What to produce: Could you reproduce, character for character, the data from the line containing "query: the noun phrase to segment: cumulus" through the line containing "[[0,156],[0,170],[12,170],[15,166],[10,159]]", including both of those lines and nothing outside them?

Data excerpts:
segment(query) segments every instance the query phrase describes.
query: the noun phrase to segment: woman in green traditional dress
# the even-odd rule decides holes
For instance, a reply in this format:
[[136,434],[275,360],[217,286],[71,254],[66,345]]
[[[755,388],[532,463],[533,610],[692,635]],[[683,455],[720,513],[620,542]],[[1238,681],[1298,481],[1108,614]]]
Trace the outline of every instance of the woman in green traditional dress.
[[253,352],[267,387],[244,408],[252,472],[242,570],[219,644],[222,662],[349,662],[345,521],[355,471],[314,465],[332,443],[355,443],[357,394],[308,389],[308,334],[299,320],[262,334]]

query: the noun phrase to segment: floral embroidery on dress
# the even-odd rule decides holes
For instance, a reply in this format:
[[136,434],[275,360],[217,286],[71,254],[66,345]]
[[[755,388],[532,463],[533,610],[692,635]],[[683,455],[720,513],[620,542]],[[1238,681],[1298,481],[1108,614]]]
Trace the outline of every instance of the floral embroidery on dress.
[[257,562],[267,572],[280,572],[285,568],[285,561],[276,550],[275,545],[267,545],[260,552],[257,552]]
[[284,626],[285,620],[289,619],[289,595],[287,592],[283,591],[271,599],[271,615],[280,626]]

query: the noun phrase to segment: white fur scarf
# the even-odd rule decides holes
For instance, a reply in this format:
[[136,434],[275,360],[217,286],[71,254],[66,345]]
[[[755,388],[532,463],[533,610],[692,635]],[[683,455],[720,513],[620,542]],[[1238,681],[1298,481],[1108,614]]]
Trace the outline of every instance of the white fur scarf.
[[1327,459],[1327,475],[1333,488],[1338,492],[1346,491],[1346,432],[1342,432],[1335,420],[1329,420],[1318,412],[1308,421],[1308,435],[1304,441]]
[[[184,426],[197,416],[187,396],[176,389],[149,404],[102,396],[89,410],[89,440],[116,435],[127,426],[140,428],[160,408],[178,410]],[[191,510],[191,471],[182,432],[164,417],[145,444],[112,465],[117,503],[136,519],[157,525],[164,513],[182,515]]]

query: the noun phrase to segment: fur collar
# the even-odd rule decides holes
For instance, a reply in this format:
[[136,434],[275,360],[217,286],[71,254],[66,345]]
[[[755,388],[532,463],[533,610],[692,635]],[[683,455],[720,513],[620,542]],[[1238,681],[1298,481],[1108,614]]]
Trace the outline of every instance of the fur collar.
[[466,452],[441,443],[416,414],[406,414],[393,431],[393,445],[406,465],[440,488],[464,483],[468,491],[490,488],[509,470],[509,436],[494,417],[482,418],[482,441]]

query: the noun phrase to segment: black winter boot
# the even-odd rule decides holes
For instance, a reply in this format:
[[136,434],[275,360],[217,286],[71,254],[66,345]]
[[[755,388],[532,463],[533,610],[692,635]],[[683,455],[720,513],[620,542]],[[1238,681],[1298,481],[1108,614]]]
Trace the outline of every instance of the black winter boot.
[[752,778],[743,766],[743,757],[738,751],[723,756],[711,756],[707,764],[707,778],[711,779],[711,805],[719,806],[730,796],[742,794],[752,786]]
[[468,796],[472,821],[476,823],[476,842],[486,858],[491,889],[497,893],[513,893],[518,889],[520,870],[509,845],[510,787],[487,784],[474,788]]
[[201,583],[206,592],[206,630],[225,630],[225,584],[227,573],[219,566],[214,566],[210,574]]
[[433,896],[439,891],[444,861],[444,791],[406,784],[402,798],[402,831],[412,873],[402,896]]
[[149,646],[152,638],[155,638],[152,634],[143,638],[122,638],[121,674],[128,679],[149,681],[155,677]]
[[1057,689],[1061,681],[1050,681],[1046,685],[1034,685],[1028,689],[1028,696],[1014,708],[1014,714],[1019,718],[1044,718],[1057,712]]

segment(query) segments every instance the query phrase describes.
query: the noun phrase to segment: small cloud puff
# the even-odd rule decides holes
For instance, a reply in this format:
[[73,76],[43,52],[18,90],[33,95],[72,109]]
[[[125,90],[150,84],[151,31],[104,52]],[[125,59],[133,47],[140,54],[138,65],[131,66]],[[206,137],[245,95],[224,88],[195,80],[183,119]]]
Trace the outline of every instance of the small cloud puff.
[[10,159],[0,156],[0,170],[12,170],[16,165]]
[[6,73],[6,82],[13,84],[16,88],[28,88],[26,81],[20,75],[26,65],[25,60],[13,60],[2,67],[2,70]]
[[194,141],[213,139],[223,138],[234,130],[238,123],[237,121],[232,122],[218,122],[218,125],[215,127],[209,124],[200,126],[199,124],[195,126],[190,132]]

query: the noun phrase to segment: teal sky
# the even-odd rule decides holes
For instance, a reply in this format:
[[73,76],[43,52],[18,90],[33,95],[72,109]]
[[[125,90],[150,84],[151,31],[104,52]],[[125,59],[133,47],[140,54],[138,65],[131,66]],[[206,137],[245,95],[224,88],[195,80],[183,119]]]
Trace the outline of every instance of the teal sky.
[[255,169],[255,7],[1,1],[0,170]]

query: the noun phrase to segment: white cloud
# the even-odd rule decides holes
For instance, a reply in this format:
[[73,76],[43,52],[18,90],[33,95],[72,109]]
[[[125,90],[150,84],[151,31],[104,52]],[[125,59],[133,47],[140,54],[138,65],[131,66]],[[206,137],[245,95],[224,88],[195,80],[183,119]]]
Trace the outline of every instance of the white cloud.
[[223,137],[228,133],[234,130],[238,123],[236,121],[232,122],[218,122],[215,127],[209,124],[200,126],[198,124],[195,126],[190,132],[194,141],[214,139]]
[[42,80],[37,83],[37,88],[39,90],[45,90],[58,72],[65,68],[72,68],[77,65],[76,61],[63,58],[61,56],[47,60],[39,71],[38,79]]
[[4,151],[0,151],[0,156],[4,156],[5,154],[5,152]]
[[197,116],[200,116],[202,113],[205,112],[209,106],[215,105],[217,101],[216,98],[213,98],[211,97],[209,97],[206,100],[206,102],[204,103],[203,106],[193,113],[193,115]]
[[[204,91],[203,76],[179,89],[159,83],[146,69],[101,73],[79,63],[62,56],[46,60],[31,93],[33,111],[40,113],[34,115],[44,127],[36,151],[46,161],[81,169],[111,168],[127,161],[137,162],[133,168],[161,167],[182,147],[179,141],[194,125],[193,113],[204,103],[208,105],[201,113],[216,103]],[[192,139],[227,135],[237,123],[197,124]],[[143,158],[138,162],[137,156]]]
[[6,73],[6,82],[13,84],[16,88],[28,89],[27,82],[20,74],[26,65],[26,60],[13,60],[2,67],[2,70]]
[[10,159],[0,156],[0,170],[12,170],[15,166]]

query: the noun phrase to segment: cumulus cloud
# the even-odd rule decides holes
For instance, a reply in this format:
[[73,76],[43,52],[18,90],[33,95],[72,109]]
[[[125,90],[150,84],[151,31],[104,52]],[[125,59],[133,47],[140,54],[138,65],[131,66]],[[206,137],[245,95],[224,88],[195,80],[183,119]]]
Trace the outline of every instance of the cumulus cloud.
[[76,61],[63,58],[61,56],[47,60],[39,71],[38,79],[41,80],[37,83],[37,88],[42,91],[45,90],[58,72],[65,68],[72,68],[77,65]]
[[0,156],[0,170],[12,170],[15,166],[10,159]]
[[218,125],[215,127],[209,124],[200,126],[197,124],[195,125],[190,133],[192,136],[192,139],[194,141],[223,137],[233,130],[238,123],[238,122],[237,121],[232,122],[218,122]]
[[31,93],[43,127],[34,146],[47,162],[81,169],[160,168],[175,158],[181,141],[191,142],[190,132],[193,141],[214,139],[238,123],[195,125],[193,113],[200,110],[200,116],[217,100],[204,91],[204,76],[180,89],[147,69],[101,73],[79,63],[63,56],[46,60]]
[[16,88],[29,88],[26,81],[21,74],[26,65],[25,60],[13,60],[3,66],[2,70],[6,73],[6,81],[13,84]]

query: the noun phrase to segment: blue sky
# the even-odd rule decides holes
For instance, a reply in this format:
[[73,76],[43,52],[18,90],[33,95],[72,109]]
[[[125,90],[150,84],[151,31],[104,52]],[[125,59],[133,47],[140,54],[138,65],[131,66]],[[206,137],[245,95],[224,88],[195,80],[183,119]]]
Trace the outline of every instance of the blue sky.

Right answer:
query: the noun phrase to segment: cumulus cloud
# the even-odd rule decides holes
For instance, a reply in this format:
[[73,76],[43,52],[18,90],[33,95],[72,109]]
[[[125,90],[150,84],[151,31],[104,52]],[[125,59],[133,47],[140,54],[138,65],[131,66]],[[206,137],[245,95],[224,88],[195,80],[183,119]]]
Trace the outline of every instance of the cumulus cloud.
[[76,61],[63,58],[61,56],[47,60],[39,71],[38,79],[41,80],[37,83],[37,88],[42,91],[45,90],[58,72],[65,68],[72,68],[77,65]]
[[0,156],[0,170],[12,170],[15,166],[10,159]]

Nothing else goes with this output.